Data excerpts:
>>>

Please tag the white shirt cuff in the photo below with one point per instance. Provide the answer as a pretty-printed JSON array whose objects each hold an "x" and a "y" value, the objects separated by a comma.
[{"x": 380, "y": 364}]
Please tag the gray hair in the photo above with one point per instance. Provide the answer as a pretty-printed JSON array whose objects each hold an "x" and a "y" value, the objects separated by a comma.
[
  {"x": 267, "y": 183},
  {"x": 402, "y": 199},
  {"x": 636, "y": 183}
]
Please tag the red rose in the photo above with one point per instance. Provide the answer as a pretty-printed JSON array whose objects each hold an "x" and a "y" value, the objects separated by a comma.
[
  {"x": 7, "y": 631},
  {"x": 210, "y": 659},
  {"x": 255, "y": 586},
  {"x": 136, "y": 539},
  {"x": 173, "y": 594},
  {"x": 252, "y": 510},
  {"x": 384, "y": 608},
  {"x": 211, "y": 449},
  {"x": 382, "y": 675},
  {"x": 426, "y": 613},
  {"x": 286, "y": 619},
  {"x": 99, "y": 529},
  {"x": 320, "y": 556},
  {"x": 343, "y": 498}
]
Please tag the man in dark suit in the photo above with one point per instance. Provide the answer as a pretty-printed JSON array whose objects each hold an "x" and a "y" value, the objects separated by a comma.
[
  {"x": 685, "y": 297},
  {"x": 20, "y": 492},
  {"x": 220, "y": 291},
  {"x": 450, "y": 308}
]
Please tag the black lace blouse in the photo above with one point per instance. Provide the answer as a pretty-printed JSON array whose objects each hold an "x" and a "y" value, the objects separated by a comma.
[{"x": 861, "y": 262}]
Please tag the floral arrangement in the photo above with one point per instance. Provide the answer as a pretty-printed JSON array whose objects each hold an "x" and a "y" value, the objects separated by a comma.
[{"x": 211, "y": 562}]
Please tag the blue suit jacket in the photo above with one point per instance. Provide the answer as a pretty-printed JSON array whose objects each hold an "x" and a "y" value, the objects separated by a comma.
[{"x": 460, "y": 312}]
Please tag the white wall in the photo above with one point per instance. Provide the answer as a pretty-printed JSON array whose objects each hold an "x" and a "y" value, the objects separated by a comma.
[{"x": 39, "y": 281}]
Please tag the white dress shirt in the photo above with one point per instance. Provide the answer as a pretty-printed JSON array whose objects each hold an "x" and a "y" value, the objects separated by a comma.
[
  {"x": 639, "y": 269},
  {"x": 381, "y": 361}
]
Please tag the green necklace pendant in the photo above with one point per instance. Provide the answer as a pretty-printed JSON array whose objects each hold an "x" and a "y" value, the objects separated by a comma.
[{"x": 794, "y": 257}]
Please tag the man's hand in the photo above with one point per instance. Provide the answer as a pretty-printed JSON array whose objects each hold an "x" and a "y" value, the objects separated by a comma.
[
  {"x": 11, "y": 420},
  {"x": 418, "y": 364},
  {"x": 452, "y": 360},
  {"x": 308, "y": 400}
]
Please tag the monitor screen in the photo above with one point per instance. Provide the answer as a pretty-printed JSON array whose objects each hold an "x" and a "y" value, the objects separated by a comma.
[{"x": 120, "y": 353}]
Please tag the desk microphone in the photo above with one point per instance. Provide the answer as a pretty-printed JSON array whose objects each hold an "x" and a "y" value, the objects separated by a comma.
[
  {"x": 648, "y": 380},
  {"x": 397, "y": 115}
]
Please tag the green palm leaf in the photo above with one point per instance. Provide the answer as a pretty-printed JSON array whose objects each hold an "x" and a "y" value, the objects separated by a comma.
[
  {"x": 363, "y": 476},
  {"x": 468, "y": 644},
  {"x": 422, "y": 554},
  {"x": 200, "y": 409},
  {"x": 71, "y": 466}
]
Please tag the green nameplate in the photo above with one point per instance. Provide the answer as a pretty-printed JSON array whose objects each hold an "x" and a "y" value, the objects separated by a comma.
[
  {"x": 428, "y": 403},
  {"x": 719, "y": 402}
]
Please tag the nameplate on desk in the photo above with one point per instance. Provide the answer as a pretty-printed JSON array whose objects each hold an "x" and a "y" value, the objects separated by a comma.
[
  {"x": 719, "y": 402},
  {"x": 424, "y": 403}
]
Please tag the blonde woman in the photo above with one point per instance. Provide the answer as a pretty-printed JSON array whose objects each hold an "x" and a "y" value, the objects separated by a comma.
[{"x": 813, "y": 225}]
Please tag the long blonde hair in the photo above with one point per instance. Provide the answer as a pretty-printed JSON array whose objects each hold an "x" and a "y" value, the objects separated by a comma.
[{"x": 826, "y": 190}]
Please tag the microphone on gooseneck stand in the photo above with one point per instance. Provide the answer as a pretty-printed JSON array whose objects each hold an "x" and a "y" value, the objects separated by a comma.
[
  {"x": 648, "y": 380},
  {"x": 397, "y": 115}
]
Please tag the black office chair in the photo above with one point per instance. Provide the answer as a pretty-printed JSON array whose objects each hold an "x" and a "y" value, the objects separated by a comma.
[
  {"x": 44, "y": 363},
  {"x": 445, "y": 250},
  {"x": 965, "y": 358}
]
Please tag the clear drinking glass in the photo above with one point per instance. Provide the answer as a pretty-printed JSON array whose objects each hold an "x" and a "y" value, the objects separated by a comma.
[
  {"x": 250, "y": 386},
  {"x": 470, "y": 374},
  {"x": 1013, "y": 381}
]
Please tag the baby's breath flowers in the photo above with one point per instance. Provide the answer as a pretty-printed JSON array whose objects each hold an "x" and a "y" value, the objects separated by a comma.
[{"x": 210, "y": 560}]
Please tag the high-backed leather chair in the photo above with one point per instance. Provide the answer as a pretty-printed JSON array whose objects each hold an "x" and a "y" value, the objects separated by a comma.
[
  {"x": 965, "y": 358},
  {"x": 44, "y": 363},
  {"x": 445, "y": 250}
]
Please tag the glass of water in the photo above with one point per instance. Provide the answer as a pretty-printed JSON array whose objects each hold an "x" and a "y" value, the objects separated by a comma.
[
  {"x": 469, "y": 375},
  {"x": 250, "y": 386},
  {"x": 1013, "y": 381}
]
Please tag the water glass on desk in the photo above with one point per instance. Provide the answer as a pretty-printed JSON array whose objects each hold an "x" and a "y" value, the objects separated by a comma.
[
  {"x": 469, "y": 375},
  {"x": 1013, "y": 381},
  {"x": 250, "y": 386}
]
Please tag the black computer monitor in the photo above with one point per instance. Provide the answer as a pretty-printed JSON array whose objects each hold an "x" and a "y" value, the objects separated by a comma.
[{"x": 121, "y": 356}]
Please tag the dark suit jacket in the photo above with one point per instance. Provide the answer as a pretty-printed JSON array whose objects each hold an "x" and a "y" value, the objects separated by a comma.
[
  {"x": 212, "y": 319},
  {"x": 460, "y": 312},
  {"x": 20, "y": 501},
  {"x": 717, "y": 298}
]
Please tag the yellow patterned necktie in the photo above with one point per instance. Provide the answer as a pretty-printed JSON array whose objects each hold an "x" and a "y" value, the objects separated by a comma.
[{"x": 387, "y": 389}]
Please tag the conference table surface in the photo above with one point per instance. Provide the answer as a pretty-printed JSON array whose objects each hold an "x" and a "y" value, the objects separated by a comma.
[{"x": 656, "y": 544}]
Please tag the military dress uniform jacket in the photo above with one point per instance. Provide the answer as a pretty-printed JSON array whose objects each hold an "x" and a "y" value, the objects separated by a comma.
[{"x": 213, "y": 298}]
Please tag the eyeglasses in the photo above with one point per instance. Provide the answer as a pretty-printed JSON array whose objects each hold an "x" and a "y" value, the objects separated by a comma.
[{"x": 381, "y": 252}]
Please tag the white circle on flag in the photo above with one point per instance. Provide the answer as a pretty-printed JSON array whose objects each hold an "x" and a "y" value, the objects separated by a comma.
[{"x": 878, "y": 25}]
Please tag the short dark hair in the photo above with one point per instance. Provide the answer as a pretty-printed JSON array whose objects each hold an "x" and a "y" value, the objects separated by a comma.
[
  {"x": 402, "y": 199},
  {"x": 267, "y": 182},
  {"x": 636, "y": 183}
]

<<<

* _Instructions to follow_: Return every line from the one holding "Please tag the conference" through the end of the data, exactly as it appears, with both ends kept and nothing else.

* _Problem solution_:
Please tag the conference table surface in the photo above with one point per instance. Provide the answer as a pretty-printed JSON array whose objects each hold an "x" and a "y" value, the objects separated by a comma.
[{"x": 656, "y": 544}]
Please tag the military dress uniform jacket in the photo above with one point per instance. Provide the answer as a pretty-printed JSON array whose objects each hold an "x" and a "y" value, the objects separated by a comma.
[{"x": 213, "y": 298}]
Please tag the eyeglasses in the photo above with one point per instance. Provide the answer as a pretty-printed JSON array whose objects each hold an "x" and a "y" value, the objects separated by a comma.
[{"x": 381, "y": 252}]
Please tag the white circle on flag in the photo above with one point per instance. Provide the answer as a pretty-printed JSON array whose objects each hold an "x" and a "y" value, the objects separated by a comma.
[{"x": 878, "y": 25}]
Please tag the short dark hair in the photo above with one point per instance. Provide the answer as a pretty-printed JSON array whose objects each hold an "x" and a "y" value, the objects separated by a comma.
[
  {"x": 402, "y": 199},
  {"x": 267, "y": 182},
  {"x": 636, "y": 183}
]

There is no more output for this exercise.